Rewrite all the records below as a two-column CSV with the headers instruction and points, one row per record holding its text and its answer, each in a single quoted field with line breaks turned into spaces. Leave the pictures out.

>> begin DATA FOR PROCESSING

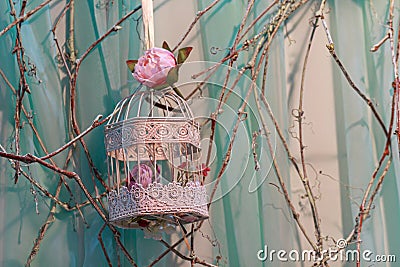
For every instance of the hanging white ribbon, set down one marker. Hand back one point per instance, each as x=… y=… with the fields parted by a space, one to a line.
x=148 y=23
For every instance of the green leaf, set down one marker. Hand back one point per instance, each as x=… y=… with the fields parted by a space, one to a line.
x=131 y=64
x=172 y=76
x=183 y=54
x=166 y=46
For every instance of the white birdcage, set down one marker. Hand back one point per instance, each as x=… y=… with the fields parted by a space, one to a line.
x=154 y=168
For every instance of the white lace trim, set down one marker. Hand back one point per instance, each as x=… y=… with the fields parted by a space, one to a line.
x=158 y=199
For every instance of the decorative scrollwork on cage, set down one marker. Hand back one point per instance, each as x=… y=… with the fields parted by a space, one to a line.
x=153 y=154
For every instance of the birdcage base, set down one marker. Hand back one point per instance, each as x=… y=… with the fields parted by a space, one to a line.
x=139 y=206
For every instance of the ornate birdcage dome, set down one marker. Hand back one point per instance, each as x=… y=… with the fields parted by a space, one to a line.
x=154 y=162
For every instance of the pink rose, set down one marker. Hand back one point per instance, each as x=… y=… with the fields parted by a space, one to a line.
x=153 y=67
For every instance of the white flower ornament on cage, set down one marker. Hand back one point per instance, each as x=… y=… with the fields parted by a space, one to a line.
x=153 y=151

>> end DATA FOR PROCESSING

CORRECT RESULT ->
instruction,points
"For every instance of the hanging white ribbon, set down one marker. Hand back one point per instance, each as x=… y=… with the fields parted by a space, one to a line.","x=148 y=23"
"For every instance of the green leaf, set down one marker. Hand back one point per instance, each as x=… y=… with the fields parted by a space, one to a line.","x=131 y=64 x=172 y=76 x=183 y=54 x=166 y=46"
"For every instance of the white birdcage, set down one marker. Hand back one point per instance, each as x=… y=… with the fields parted by a space, one to a line.","x=154 y=168"
"For every instance of the white lace trim, set down one marker. Hand back one point per instance, each as x=… y=… with the fields parted by a space, one to a line.","x=158 y=199"
"For every instance of the decorative scrollwork on cage, set down one marker. Hand back one point per instance, each as x=… y=… with the fields parted by a space, one to a line.","x=153 y=154"
"For every instance of the birdcage base, set down one marker. Hand back one point per instance, each as x=… y=… with the fields parted by a space, one to a line.","x=139 y=206"
"For every instance of the ornate birdcage dome, set down one marker. Hand back one point per instance, each as x=… y=… with the fields parted by a space, one to a line.","x=154 y=162"
"For every instance of the pink rose, set down one marker. Hand back one point per instance, each as x=… y=… with the fields parted by a space, one to a line.","x=153 y=67"
"For every instance of the white flower ornament on cage, set down one marker. Hand back one point per instance, each as x=… y=… with the fields parted by a space, one to a line.","x=153 y=151"